Dataset records START
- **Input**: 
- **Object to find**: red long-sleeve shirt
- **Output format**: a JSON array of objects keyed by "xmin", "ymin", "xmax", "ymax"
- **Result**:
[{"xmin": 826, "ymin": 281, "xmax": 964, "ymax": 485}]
Dataset records END
### Problem:
Start at the line with "- **Object to find**: red long-sleeve shirt" and stop at the end of the records. Write those lines out exactly and add nothing.

### Expected answer:
- **Object to find**: red long-sleeve shirt
- **Output format**: a JSON array of objects keyed by "xmin", "ymin", "xmax", "ymax"
- **Result**:
[{"xmin": 826, "ymin": 281, "xmax": 964, "ymax": 485}]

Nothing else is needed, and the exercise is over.